> **PROBLEM DETAILS**
Write out the lines of the items below, from the line containing "Locate the bird's tail" through the end of the items, as a JSON list of strings, one string per line, leaving out any blank lines.

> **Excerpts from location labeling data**
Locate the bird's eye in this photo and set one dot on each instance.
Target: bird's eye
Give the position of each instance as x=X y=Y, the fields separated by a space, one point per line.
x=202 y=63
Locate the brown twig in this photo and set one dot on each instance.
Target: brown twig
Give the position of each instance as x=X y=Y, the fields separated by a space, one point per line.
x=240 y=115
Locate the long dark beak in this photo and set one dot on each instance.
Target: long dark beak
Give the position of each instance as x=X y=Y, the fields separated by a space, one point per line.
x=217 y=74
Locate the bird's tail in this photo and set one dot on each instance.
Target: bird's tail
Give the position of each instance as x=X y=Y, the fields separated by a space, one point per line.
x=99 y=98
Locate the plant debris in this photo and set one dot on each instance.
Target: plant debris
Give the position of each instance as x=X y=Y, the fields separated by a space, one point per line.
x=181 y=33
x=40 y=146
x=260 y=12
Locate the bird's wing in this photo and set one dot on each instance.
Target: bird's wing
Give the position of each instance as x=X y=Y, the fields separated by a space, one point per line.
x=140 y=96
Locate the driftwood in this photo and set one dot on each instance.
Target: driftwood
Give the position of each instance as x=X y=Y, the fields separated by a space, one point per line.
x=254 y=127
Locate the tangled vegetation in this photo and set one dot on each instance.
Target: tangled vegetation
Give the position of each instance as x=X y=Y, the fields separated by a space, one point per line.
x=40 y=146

> **TASK RESULT**
[
  "Locate the bird's tail in this photo and set one dot on each instance.",
  "Target: bird's tail",
  "Give the position of each instance as x=X y=Y, the fields separated by a space, one point per line.",
  "x=99 y=98",
  "Locate the plant debris in this photo and set one dot on each instance.",
  "Target: plant debris",
  "Give the position of each instance as x=X y=Y, the fields separated by a space, one point per line.",
  "x=181 y=33",
  "x=40 y=146",
  "x=260 y=12",
  "Locate the bird's wing in this photo and set one dot on each instance.",
  "Target: bird's wing",
  "Give the position of each instance as x=X y=Y, the fields separated by a space, one point per line.",
  "x=140 y=96",
  "Locate the driftwood in this photo and set one dot on each instance.",
  "Target: driftwood",
  "Give the position of each instance as x=X y=Y, the fields separated by a space, one point per line.",
  "x=254 y=127",
  "Locate the tangled vegetation in this photo and set one dot on each instance.",
  "Target: tangled vegetation",
  "Give the position of each instance as x=X y=Y, the fields separated by a space, one point per line.",
  "x=40 y=146"
]